What is asked: Update the data below by replacing "white baseball" with "white softball" wherever it appears, leaving every other part unchanged and leaving the pictures out of your answer.
------
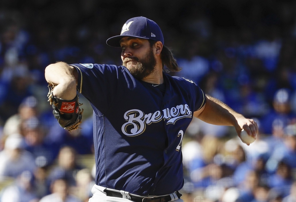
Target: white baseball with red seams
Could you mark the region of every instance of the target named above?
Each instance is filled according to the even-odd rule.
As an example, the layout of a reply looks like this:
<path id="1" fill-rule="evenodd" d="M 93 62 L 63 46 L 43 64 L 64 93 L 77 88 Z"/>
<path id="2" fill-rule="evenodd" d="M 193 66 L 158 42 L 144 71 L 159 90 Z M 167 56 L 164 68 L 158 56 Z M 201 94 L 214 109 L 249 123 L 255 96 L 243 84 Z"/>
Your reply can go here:
<path id="1" fill-rule="evenodd" d="M 249 135 L 247 132 L 243 129 L 242 130 L 242 132 L 241 132 L 239 136 L 243 142 L 246 144 L 250 144 L 256 139 L 255 138 L 254 138 L 252 136 Z"/>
------
Written answer:
Target: white softball with red seams
Could you mark the region of every instance of the target named above?
Each instance is filled according to the even-odd rule.
As an example, the layout of a reply looks like this:
<path id="1" fill-rule="evenodd" d="M 93 62 L 63 46 L 43 64 L 64 93 L 77 88 Z"/>
<path id="2" fill-rule="evenodd" d="M 193 66 L 158 42 L 144 71 L 159 90 Z M 167 56 L 164 68 L 158 56 Z M 201 94 L 214 109 L 249 123 L 255 96 L 243 84 Z"/>
Your reply can go here:
<path id="1" fill-rule="evenodd" d="M 249 135 L 247 132 L 243 129 L 242 130 L 242 132 L 241 132 L 239 136 L 243 142 L 246 144 L 250 144 L 256 139 L 255 138 L 254 138 L 252 136 Z"/>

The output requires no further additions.